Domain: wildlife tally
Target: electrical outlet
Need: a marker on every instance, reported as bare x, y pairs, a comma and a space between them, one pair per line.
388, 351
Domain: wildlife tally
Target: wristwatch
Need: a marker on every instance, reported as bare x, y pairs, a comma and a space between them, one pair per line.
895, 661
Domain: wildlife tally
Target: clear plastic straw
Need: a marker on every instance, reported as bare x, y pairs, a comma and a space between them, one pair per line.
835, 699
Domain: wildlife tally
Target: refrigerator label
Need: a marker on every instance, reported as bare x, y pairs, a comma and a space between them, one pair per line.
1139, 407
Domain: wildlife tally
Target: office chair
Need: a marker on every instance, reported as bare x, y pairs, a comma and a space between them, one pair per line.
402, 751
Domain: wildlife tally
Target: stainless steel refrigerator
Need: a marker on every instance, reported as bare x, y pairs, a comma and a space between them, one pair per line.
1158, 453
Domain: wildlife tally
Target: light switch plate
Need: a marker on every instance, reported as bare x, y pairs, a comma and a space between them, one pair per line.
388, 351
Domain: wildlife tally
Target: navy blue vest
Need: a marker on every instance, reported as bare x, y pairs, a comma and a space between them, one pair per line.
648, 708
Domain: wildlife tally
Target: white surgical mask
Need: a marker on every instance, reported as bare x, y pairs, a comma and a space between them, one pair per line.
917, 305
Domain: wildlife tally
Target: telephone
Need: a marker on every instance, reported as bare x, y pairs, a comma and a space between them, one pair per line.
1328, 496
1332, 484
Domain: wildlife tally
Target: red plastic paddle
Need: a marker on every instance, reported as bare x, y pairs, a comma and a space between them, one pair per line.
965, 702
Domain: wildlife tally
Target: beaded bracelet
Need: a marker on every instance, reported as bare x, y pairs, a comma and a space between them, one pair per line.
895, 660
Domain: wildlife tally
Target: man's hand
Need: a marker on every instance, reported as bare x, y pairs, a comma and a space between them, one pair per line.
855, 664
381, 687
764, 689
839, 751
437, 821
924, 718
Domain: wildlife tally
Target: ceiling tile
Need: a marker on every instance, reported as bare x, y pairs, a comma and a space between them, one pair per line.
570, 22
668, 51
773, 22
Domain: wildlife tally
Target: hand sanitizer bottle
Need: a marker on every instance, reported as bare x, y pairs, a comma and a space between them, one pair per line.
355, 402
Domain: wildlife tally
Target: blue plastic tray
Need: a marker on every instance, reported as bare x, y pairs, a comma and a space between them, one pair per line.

------------------------

AIM OF THE TASK
Which lines of the records contain the word "blue"? Pick out each one and copy it in full.

EXERCISE RESULT
Target: navy blue vest
Target: blue plastic tray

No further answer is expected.